-- START INPUT --

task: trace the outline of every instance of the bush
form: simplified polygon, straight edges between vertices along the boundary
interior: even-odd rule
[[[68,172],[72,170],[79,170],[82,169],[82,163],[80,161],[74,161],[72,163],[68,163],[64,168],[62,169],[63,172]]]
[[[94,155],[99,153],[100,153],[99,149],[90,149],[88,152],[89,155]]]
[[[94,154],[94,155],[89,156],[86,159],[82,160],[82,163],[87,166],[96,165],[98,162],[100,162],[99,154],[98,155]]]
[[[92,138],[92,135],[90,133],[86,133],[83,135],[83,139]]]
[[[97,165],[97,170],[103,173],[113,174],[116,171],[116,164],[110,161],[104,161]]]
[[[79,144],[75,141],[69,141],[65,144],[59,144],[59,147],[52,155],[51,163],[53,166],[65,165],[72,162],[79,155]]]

-- END INPUT --
-- START INPUT --

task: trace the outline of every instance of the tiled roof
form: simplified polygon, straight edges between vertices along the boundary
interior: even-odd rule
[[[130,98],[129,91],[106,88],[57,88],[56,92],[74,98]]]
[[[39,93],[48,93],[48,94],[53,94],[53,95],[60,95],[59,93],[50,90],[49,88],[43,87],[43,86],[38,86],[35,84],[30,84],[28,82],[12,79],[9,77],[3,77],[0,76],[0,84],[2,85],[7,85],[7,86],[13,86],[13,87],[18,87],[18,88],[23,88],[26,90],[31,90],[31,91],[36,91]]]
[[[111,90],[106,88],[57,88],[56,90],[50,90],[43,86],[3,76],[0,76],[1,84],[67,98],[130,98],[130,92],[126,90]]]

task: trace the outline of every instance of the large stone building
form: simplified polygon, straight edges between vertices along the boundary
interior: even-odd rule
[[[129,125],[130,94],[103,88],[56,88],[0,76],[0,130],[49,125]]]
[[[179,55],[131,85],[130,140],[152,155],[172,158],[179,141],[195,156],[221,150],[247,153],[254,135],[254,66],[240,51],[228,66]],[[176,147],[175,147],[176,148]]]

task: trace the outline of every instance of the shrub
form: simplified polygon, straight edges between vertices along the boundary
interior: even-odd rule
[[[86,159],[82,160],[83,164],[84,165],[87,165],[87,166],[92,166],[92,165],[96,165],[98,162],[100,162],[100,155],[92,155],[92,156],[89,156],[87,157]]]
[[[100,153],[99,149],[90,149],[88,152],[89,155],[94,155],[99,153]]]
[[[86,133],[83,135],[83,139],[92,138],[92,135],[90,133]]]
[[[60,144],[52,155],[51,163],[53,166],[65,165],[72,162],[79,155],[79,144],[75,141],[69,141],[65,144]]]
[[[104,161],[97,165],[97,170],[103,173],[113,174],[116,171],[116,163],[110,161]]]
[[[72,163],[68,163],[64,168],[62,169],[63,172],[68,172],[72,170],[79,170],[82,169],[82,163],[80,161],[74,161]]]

-- END INPUT --

From the records above, pull out every line that contains the word "outline" and copy each one in full.

__EXPECTED ANSWER__.
task: trace the outline of every instance of the bush
task: trace the outline of every instance of the tiled roof
task: trace the outline of every instance of the large stone building
task: trace the outline of every instance of the shrub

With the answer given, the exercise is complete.